Exercise directions
Rescale the material below from its first line through the line containing "[[479, 385], [285, 154], [583, 356]]", both included, and output only that span. Multiply every x and y coordinate by 1.6, round to whole numbers with halves going up, and copy all other text unchanged.

Entries provided
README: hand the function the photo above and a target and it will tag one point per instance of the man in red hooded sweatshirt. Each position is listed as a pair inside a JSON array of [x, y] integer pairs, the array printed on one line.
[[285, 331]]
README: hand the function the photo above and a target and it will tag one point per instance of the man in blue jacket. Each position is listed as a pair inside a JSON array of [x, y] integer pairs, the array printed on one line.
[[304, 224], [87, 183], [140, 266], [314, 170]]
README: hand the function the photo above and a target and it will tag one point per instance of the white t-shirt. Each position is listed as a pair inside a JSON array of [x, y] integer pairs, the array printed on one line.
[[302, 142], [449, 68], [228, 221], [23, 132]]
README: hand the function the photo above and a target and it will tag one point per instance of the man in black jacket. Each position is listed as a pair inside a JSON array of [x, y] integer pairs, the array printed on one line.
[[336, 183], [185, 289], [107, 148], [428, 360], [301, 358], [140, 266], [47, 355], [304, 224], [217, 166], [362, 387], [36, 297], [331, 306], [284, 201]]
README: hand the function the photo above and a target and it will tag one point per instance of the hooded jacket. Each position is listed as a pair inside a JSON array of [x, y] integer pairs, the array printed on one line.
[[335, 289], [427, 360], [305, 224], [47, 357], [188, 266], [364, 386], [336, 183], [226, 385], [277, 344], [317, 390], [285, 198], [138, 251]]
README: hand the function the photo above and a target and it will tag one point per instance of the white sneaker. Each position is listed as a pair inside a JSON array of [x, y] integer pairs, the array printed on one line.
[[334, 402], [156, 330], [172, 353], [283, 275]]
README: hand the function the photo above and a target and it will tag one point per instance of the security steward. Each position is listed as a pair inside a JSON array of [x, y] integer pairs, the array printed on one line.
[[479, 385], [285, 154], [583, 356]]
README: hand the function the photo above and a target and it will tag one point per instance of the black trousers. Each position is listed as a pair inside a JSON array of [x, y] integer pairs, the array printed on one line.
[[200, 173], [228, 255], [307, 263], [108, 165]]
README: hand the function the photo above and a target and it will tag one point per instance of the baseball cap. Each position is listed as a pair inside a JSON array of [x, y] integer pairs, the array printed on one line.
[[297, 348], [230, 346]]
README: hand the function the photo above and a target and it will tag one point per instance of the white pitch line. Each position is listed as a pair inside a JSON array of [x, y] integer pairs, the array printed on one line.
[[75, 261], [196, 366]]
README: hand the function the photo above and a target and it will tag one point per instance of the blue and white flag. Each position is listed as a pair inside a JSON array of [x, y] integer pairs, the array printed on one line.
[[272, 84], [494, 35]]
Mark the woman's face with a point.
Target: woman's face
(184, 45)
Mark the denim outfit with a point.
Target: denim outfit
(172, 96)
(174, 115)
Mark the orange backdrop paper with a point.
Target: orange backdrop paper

Response for this exercise
README: hand the function the photo above and a target and it will tag one point per instance of the man in red hooded sweatshirt. Each position is listed as a pair inside a JSON array of [x, y] integer pairs, the array printed on one line.
[[456, 530]]
README: hand the function the photo above and a target and it will tag one point per instance of the man in blue jacket. Each position is listed as a pair inside a JSON array of [x, y] integer pairs, the array printed on one line.
[[486, 358], [139, 293], [224, 426], [502, 272]]
README: hand the function the photo above and a target and it will tag one point per instance of the white t-shirt. Each position is listed as a pair inside a JSON array of [x, y] integer pairs, the array printed on one line.
[[483, 227], [718, 109], [365, 354], [37, 211]]
README: hand the function the photo above and a target and it will tag one point per instance of the man in black jacket. Each position is listed as a pair inside a JSON array of [x, y] integer pairs, the array printed on one line.
[[538, 293], [296, 462], [171, 237], [685, 576], [482, 573], [224, 426], [75, 568], [486, 358], [347, 266], [579, 619], [58, 475], [530, 490], [454, 322]]
README: hand the function the photo above and a target and it will tag one point per instance of the hooded jacket. Each position is listed as a pair inside a JSON array of [x, y] integer pairs, the array printed on one line.
[[536, 462], [683, 576], [488, 358], [75, 571], [301, 426], [582, 618], [538, 293], [362, 616], [443, 550], [507, 624], [456, 317], [221, 402]]
README: hand the function the photo above and a target and it will tag one point per instance of the white sneaker. Each position is listed as a pair inside a JSON array of [x, y] integer pairs, the array printed on one line.
[[534, 643], [250, 528], [275, 565], [453, 440]]
README: hand the function the photo above and a target and it will tag one point per instance of the security steward. Each position is listed as a pair inside a JSON array of [x, y] integer pairs, the array printed on one line.
[[766, 616], [456, 246], [933, 570]]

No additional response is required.